→ **Assigned task**
Only lines that contain the string "foreground" should be returned from the material below.

- - - - -

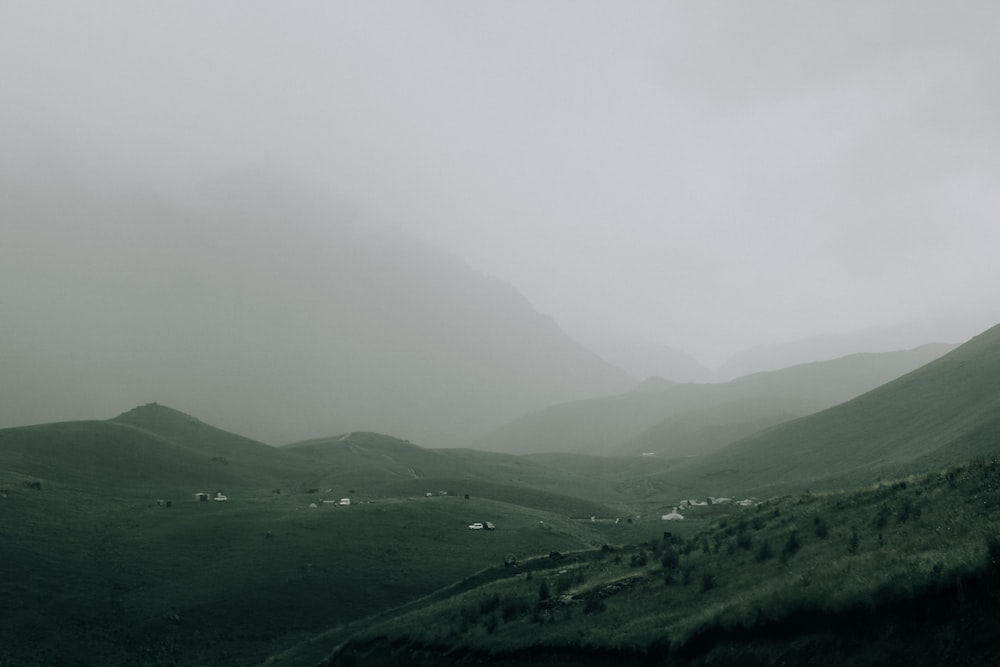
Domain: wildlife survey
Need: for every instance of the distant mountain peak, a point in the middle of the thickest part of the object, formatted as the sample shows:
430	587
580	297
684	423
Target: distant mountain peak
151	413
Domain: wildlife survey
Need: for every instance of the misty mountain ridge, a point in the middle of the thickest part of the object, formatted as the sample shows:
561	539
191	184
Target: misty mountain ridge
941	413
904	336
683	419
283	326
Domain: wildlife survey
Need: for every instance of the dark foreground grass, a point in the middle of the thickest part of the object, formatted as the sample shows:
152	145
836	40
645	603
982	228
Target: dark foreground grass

- - - - -

→ **Answer section**
Need: for every instance of the dark foreground grass, a point in the middle of the thickest part of the object, formatted as the sample shows:
Target: dark foreground grass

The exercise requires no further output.